## Begin RECORDED DATA

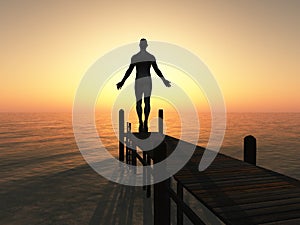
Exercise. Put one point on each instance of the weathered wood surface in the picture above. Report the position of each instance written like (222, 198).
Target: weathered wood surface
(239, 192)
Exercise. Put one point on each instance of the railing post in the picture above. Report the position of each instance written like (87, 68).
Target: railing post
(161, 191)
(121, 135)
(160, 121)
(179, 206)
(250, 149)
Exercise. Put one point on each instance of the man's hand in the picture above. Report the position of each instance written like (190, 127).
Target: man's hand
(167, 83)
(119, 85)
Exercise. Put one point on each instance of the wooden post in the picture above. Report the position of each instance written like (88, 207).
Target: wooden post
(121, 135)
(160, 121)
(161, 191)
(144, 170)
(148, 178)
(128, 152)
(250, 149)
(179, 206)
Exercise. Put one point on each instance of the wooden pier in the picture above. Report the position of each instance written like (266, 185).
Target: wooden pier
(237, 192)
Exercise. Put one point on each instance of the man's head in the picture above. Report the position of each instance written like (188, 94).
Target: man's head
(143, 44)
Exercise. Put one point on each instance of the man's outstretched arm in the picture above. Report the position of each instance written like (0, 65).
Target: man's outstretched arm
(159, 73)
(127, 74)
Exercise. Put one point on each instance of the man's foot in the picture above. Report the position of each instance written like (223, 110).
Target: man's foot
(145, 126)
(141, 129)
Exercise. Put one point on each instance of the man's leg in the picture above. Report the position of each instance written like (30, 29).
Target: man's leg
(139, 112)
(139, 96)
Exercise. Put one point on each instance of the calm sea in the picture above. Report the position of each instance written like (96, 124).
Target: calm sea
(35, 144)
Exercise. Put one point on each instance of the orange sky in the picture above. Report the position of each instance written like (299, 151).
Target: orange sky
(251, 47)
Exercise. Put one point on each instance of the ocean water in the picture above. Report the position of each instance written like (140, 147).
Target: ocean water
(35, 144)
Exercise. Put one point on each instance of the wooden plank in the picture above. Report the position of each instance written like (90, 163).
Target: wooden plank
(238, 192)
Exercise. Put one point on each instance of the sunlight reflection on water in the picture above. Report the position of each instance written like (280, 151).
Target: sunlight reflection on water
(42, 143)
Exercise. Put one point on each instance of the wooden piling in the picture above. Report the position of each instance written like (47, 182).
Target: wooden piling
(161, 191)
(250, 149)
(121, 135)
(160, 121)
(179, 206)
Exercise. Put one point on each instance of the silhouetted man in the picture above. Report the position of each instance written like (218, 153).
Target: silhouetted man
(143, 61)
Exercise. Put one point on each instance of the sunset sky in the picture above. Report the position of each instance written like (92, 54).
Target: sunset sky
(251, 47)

## End RECORDED DATA
## Begin RECORDED DATA

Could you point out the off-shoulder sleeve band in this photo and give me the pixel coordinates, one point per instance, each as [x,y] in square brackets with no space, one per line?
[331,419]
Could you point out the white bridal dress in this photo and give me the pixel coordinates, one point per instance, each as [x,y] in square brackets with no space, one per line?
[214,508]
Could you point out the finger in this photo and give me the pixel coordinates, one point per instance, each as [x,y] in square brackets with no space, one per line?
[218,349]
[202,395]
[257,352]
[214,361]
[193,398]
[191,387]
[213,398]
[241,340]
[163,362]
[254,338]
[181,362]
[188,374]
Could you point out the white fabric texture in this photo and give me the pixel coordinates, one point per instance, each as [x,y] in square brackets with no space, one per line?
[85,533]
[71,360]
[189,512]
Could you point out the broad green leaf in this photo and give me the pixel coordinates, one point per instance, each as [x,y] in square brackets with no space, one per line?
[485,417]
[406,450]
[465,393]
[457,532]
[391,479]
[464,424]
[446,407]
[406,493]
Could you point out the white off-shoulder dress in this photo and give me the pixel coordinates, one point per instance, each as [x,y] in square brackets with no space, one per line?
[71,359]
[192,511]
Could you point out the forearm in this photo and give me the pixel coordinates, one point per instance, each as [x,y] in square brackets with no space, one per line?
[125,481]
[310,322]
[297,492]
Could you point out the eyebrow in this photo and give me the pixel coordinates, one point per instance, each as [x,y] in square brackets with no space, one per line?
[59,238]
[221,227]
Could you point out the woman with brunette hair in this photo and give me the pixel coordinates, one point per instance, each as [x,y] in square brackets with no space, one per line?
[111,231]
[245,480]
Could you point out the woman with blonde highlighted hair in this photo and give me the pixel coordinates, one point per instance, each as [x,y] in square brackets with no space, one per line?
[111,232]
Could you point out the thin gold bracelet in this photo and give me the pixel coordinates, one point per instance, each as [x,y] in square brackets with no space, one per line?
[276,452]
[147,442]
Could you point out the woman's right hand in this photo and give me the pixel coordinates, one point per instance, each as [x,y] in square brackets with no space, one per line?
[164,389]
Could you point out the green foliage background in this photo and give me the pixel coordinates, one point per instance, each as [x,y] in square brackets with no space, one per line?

## End RECORDED DATA
## Begin RECORDED DATA

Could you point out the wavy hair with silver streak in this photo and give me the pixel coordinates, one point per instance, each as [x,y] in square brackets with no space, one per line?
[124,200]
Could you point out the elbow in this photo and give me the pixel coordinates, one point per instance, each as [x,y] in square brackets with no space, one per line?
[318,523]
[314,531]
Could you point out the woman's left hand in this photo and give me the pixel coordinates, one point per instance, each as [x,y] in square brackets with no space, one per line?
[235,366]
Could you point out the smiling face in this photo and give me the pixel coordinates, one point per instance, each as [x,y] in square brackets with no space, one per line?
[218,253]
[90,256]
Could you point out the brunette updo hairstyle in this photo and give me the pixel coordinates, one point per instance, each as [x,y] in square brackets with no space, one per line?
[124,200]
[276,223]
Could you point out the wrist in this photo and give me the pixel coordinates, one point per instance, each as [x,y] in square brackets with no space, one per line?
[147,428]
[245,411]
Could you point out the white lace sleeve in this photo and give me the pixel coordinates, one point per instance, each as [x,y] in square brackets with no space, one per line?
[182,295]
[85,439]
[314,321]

## End RECORDED DATA

> **SET TASK**:
Locate each line in the material above that contains the word "green" and copy those lines in full.

> **COMPLETED EXERCISE**:
Could you point out the broad green leaf in this photo and give me the pixel coordinates, one point per instance, each as [x,y] in square brackets with no space, one per line?
Could you point out the green foliage background in this photo and give me the pixel coordinates, one point per instance, each as [x,y] in square brackets with no space, one per line?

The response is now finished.